__Work order 1__: Using the project topics page, explain why a project of type "TO BE DEFINED (TBD)" leaves ample room for individual proposals.
__Work order 2__:
Answer these from the project topics page:
(a) Who supervises all projects?
(b) What type is assigned to project #1, Argument Correction/Completion?
(c) What example of speech information does project #2 name?

__Provided text__:
----------

Project Topics

Suggestions and research areas for thesis and project activities

Overview

You can find a detailed list of available research topics along with our proposed projects.

Each project follows the following template:

*Project Title*

  • Description: brief project description

  • Supervised by: supervisor #1, supervisor #2, etc...

  • Type:

    • "TO BE DEFINED (TBD)": the project describes a very generic problem without any additional detail, thus, allowing ample room for individual proposals.

    • "PARTIALLY DEFINED": the project provides some details about a problem, such as method and available data. However, additional details have to be defined to set up a specific task.

    • "SET UP": the project is almost/entirely well defined.

  • References: resource #1, resource #2, etc...

If you are interested

If one or multiple research projects meet your interest, don't hesitate to get in touch with the corresponding supervisors.

All projects are supervised by prof. Paolo Torroni (p.torroni@unibo.it).

Argumentation Mining

One of our main research interests is Argument/Argumentation Mining (AM). It can be informally described as the problem of automatically detecting and extracting arguments from the text. Arguments are usually represented as a combination of a premise (a fact) that supports a subjective conclusion (opinion, claim). Argumentation Mining touches a wide variety of well-known NLP tasks, spanning from sentiment analysis, stance detection to summarization and dialogue systems.

#1 - Argument Correction/Completion

  • Description: Given an argument, or its main claim, we would like to generate an improved version of the argument itself. The argument can either be generated from scratch or from an initial and partial argument. Improvement is expressed in terms of quality (argument ranking), via models (we use an existing argument classification model and evaluate its prediction confidence) or on task-specific conditioning factors (e.g. sentiment, stance). Additionally, the generated text can be constrained in order to not be too much different from the original input claim.

  • Supervised by: Andrea Galassi (a.galassi@unibo.it), Federico Ruggeri (federico.ruggeri6@unibo.it)

  • Type: PARTIALLY DEFINED

#2 - Multimodal Argument Mining

  • Description: We would like to make use of speech information (e.g. prosody) to enhance the set of features that can be used to detect arguments. Speech can either be represented by means of ad-hoc feature extraction methods (e.g. MFCC) or via end-to-end architectures. Few existing corpora both offer argument annotation layers and speech data regarding a given text document.

  • Supervised by: Eleonora Mancini (e.mancini@unibo.it), Federico Ruggeri (federico.ruggeri6@unibo.it)

----------

__Entries shown__:

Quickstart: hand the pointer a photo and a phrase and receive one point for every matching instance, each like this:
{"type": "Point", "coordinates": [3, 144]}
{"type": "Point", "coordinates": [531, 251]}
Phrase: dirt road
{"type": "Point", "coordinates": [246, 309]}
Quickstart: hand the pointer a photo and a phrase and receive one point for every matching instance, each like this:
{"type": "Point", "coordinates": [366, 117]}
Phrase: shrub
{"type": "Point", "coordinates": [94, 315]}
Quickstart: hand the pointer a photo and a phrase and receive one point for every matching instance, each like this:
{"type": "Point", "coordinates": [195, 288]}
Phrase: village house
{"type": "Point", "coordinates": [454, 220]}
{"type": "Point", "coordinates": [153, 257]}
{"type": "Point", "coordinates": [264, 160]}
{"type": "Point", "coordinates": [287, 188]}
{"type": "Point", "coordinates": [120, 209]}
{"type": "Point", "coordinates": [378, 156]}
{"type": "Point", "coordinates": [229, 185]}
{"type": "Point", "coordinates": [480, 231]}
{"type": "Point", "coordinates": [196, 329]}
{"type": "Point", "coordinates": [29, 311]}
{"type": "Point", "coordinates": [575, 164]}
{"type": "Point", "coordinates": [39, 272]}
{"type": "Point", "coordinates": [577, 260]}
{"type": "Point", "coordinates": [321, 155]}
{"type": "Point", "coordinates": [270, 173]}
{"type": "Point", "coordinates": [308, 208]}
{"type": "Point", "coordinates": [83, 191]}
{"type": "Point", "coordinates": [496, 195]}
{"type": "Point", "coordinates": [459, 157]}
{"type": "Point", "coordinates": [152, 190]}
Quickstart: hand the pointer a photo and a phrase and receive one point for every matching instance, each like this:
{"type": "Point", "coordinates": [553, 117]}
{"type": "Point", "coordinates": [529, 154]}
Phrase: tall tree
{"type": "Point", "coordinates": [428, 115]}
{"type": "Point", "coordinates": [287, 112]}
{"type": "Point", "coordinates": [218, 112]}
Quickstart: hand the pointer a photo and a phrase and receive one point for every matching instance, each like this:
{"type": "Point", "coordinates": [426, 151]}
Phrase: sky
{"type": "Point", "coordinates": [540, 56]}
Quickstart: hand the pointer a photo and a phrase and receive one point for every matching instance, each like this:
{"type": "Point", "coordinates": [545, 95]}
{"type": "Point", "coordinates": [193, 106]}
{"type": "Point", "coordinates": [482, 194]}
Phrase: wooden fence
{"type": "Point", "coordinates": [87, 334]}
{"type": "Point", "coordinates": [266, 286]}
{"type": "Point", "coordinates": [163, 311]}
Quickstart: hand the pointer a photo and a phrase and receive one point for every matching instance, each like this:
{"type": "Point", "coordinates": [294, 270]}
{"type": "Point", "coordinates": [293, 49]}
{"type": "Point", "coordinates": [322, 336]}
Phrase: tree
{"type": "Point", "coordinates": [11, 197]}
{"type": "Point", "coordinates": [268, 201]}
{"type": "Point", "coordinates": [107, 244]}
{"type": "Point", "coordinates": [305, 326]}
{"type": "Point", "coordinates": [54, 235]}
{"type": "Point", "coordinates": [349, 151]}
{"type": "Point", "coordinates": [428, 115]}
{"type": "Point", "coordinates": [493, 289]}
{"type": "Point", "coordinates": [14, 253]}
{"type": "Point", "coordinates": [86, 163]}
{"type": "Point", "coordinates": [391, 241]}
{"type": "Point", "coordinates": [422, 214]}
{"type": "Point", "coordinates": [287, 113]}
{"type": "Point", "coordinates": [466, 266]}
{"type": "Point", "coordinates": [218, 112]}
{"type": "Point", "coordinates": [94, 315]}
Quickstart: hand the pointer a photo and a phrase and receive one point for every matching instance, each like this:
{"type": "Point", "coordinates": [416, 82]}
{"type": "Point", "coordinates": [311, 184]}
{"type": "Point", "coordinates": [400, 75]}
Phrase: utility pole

----------

__Task response 1__: A TBD project describes only a very generic problem and gives no additional detail. Because so little is fixed, students have ample room to shape the project with their own proposals.

__Task response 2__:
(a) Prof. Paolo Torroni (p.torroni@unibo.it).
(b) PARTIALLY DEFINED.
(c) Prosody.